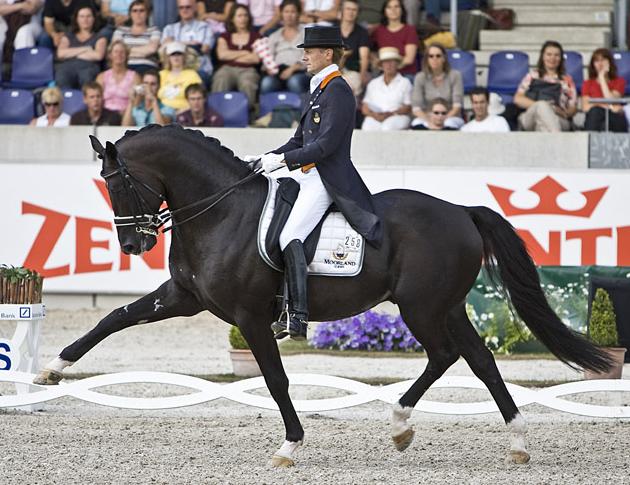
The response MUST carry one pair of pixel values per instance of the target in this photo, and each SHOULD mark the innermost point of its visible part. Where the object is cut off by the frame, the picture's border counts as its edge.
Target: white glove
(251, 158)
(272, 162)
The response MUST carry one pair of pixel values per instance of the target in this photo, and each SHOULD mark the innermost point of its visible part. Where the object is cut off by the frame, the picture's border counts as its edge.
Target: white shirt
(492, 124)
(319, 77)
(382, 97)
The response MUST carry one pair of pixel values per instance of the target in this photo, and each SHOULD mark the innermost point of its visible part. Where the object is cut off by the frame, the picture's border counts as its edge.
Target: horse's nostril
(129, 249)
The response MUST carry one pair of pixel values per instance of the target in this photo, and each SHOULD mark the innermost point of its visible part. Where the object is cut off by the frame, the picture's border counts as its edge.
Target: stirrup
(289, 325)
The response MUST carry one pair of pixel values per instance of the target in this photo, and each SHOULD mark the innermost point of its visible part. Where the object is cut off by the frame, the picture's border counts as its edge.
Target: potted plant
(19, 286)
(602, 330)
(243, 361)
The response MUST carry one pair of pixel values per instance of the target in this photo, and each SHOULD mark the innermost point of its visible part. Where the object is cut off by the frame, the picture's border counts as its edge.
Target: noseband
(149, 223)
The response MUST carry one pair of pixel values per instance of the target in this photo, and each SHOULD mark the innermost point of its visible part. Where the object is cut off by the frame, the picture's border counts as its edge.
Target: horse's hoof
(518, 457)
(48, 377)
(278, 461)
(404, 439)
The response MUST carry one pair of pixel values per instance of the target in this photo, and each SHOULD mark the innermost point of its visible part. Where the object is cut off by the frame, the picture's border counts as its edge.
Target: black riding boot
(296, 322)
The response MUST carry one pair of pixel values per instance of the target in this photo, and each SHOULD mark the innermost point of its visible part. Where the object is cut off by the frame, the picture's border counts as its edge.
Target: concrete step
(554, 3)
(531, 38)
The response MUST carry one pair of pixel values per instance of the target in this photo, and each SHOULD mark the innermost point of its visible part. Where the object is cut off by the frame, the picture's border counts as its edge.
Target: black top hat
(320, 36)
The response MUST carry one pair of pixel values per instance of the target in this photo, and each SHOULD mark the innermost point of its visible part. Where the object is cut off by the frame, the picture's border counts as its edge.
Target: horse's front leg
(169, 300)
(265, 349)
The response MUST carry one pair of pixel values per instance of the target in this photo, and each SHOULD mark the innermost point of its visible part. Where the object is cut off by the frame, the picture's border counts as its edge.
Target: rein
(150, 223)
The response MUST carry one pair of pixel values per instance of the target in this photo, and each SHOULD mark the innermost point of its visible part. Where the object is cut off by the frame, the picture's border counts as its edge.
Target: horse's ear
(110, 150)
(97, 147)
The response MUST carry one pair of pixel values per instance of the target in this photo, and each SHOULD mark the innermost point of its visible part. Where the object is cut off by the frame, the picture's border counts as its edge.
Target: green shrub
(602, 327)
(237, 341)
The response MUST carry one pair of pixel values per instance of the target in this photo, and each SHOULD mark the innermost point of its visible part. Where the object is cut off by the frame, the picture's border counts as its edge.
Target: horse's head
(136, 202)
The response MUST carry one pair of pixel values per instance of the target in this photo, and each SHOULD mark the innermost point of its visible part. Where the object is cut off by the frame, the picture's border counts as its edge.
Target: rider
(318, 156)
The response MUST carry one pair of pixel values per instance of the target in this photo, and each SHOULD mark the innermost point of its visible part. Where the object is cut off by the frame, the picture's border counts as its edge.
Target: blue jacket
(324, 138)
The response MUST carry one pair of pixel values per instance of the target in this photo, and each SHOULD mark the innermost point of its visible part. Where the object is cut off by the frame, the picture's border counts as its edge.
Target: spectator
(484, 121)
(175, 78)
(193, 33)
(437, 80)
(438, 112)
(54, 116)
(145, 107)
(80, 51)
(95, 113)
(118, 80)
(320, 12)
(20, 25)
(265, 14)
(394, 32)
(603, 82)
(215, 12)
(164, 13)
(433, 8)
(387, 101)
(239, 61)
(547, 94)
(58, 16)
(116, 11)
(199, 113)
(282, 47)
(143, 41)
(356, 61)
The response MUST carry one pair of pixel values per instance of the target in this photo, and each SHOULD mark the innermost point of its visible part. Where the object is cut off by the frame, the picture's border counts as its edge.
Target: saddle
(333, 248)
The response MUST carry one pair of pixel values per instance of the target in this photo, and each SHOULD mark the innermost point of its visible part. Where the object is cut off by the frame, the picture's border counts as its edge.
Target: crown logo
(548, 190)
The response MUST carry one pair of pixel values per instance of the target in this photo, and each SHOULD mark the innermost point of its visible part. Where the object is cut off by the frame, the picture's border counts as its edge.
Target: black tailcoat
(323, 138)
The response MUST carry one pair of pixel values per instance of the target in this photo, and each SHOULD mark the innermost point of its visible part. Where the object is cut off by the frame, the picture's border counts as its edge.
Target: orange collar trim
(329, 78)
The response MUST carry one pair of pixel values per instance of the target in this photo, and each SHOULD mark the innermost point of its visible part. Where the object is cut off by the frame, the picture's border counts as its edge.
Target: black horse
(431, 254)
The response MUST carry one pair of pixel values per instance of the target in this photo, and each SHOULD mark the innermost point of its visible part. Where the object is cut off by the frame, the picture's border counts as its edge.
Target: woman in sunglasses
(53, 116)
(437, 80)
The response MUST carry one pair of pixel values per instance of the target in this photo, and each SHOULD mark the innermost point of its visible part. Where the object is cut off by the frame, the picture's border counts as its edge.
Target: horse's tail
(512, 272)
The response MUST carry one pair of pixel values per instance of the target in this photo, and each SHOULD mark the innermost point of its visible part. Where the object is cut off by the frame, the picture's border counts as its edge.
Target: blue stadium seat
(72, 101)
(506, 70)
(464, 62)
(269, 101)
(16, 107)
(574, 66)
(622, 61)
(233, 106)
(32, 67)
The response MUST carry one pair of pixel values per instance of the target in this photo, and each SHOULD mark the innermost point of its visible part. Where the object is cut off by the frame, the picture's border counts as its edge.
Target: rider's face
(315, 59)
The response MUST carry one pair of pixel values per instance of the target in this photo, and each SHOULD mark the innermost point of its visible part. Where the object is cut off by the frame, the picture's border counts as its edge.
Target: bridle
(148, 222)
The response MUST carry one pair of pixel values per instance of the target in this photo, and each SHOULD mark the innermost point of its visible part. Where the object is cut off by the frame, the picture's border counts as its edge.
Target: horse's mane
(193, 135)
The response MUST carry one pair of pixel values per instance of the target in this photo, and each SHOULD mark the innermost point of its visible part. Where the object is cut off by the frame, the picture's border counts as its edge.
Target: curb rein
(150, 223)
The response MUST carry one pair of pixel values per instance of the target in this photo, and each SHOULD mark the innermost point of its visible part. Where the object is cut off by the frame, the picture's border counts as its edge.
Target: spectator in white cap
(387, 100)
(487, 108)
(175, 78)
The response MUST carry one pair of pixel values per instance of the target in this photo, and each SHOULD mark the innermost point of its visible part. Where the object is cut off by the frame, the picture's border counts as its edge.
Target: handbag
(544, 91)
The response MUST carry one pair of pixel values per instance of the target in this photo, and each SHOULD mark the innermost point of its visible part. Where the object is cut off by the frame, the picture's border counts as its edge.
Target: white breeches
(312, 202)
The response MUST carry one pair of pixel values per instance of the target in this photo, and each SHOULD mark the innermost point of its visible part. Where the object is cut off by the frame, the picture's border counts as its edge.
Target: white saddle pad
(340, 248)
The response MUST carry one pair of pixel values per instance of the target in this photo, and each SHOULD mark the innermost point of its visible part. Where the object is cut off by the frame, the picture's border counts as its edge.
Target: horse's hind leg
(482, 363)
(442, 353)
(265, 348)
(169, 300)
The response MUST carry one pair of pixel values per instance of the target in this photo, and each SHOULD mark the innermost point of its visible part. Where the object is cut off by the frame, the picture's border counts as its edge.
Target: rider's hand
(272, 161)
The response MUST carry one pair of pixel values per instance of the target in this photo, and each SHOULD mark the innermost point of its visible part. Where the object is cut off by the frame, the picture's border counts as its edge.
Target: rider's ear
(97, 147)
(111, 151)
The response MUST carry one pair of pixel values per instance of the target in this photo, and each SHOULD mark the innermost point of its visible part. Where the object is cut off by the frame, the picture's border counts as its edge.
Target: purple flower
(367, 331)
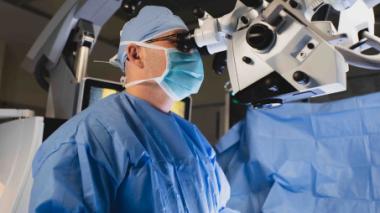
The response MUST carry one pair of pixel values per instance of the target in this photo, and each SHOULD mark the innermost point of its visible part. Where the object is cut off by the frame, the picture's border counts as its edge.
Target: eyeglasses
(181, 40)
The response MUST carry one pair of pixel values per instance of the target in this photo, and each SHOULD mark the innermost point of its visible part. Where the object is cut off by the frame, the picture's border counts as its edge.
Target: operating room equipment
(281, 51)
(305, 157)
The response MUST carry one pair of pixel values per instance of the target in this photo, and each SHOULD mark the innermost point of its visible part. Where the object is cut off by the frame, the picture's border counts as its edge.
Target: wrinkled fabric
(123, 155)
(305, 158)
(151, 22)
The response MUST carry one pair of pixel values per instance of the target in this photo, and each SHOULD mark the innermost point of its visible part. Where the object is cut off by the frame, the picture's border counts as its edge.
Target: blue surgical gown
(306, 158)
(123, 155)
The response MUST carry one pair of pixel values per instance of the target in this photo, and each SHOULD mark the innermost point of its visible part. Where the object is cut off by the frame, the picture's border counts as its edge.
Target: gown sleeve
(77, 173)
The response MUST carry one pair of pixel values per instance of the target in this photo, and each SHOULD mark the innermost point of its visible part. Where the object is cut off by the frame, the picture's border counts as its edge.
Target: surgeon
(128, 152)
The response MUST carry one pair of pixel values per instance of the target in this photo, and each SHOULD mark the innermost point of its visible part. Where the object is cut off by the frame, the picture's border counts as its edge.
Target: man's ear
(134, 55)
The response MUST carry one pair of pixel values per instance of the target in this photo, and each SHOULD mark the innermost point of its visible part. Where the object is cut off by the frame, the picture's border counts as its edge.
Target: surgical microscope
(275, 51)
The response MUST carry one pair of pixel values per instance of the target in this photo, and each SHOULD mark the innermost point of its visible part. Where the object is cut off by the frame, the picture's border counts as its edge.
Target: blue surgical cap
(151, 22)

######

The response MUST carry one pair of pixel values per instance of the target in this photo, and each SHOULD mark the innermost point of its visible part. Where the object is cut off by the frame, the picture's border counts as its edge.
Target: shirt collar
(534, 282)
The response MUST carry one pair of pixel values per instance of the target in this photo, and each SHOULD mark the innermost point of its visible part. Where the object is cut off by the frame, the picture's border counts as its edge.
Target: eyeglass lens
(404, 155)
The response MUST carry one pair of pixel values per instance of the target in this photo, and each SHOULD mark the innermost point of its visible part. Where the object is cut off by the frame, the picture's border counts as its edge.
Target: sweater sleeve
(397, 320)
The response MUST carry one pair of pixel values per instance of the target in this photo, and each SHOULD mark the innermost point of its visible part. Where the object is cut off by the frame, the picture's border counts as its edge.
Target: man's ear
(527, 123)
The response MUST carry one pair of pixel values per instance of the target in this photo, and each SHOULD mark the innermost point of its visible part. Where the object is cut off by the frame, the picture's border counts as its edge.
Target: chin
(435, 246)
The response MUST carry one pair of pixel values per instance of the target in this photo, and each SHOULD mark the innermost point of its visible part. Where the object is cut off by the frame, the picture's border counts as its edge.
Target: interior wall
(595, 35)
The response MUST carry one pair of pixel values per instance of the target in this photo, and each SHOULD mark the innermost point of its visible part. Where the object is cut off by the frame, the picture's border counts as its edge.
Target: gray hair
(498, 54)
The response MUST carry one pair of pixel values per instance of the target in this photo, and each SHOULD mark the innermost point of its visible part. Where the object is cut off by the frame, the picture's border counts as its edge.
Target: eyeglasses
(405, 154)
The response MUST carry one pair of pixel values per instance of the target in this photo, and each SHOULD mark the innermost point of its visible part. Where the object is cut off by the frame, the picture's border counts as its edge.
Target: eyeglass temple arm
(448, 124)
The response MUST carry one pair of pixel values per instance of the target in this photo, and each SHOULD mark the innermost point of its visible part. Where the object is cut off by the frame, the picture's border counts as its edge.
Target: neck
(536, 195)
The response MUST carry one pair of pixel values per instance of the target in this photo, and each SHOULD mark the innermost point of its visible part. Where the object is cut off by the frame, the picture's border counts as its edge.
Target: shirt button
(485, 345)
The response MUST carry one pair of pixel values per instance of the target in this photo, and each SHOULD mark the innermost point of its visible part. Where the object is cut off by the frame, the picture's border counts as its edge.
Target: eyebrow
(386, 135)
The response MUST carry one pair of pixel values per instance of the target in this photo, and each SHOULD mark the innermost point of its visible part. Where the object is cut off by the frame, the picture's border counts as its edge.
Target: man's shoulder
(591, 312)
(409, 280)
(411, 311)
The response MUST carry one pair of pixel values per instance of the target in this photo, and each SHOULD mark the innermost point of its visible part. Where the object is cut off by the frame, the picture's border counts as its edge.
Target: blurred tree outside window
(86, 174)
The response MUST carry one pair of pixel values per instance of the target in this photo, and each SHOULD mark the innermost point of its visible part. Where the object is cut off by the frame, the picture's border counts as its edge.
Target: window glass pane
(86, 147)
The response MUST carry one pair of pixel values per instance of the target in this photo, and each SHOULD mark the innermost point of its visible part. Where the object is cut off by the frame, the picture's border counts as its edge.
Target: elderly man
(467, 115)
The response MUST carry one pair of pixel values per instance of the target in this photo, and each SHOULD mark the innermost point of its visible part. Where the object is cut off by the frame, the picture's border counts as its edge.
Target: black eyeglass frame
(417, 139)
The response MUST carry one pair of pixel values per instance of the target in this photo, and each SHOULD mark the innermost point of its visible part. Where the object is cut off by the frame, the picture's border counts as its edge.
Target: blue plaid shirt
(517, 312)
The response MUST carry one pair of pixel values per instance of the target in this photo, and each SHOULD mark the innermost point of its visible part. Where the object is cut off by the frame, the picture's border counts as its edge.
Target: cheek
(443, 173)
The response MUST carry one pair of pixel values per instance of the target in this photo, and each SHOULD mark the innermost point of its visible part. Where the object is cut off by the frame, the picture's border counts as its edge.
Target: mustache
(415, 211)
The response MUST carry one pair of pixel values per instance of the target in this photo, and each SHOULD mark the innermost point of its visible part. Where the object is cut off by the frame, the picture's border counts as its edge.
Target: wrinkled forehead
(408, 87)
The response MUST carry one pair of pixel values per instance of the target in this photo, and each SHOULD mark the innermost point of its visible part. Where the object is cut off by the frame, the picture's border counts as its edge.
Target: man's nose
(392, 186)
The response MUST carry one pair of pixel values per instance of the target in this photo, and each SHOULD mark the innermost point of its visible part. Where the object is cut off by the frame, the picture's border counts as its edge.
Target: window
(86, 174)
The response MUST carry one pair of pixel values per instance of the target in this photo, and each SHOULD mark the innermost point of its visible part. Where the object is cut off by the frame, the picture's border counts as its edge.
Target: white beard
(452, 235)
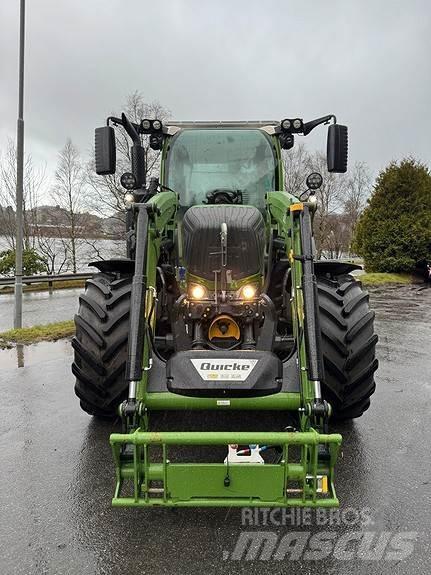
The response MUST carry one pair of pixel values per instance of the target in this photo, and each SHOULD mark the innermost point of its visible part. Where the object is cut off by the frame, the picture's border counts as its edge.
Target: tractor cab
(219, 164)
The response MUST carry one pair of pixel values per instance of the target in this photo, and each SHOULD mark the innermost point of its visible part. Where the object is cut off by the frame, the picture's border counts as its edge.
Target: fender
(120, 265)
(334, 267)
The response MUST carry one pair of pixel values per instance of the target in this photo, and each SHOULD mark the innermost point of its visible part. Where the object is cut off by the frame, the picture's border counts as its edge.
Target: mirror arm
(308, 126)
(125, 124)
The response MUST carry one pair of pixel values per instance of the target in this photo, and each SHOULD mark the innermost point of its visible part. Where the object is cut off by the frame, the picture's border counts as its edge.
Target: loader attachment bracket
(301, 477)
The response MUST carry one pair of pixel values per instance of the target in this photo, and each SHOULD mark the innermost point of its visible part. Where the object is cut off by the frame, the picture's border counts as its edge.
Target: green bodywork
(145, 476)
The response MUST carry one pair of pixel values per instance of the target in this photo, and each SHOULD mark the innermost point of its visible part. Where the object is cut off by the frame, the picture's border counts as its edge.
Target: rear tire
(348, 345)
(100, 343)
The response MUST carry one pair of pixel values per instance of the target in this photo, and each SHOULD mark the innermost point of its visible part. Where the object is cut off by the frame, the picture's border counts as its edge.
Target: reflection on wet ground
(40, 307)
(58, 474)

######

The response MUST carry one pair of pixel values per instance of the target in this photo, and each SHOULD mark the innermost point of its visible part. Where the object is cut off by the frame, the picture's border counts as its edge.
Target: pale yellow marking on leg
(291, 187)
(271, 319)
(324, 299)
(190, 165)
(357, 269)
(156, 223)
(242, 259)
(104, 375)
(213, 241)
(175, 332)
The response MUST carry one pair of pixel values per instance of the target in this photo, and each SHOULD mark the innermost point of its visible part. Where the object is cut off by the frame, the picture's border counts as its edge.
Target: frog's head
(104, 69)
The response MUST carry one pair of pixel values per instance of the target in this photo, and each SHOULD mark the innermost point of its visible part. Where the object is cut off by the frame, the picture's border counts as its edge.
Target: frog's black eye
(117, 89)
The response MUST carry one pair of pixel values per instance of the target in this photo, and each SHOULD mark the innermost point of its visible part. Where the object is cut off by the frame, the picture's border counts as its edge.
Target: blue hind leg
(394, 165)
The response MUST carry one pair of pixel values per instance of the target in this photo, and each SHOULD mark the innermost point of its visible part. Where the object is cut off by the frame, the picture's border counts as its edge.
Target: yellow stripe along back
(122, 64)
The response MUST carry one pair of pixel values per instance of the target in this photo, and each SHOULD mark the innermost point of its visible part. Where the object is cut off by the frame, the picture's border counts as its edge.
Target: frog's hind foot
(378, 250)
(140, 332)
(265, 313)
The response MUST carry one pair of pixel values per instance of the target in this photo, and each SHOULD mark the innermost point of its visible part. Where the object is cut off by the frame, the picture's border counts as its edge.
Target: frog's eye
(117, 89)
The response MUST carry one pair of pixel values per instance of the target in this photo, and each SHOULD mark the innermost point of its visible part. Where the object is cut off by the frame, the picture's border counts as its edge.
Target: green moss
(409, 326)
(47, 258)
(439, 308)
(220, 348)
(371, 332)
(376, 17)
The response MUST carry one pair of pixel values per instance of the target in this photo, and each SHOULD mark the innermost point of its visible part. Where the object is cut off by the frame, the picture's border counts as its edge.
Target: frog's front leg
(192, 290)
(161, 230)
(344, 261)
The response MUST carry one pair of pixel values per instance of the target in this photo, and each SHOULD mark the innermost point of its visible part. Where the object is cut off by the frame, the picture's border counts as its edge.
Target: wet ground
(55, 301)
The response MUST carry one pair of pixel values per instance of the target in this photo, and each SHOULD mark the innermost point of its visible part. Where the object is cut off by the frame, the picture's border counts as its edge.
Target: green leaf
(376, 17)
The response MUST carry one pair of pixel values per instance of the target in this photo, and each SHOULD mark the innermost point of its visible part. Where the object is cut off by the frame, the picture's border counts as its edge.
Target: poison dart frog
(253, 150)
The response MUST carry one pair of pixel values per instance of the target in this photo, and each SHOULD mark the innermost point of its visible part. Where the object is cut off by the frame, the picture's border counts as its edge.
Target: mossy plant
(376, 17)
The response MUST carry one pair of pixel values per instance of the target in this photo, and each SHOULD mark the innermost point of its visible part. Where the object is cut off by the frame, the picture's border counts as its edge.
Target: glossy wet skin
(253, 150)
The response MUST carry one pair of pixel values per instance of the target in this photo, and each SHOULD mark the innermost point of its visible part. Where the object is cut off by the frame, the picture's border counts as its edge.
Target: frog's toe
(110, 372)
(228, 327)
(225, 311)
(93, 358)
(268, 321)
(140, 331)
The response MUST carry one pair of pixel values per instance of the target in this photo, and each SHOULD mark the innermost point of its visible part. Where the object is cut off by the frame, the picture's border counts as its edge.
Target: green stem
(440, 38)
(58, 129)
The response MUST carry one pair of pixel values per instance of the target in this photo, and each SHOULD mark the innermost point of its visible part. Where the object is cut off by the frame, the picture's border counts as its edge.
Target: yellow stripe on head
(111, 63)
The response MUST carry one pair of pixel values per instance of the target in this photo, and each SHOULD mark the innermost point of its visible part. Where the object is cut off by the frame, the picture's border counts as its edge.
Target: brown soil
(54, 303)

######

AIM
Count how many lines of the entries above contain the string "gown", matching case exactly. Reply with the number alone.

TASK RESPONSE
2